Records for the task:

------------------------------------

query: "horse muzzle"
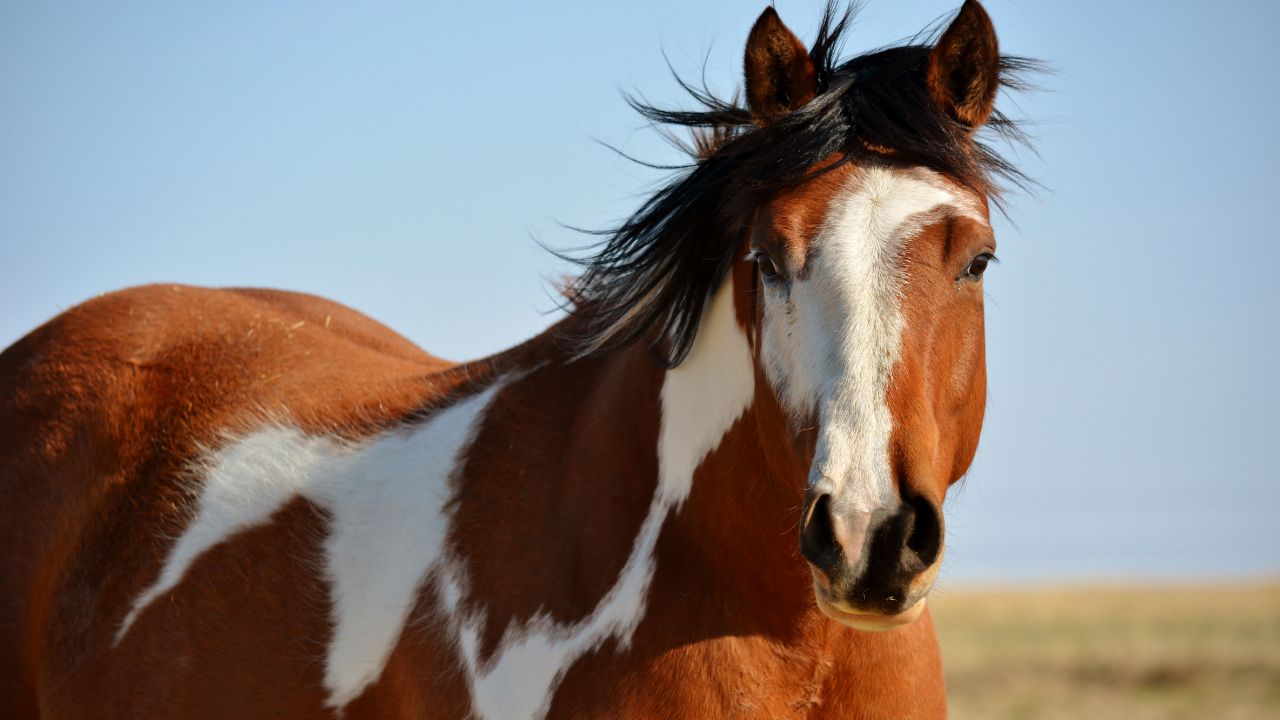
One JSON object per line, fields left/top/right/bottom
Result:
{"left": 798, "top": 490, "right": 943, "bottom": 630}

------------------------------------

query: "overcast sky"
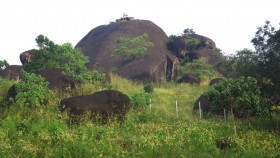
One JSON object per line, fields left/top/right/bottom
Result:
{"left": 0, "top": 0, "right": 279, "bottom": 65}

------------------------------------

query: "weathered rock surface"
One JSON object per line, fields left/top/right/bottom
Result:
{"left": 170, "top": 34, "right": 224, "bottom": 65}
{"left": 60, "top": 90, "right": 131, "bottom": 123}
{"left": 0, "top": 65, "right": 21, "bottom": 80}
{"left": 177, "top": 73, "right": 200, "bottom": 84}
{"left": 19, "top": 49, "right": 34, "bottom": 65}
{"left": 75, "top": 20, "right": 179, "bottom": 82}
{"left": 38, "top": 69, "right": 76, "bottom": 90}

------------------------------------

The task:
Which of the lines above mention the word "query"? Pull those lines out.

Expected answer:
query: "horse muzzle"
query: "overcast sky"
query: "weathered rock surface"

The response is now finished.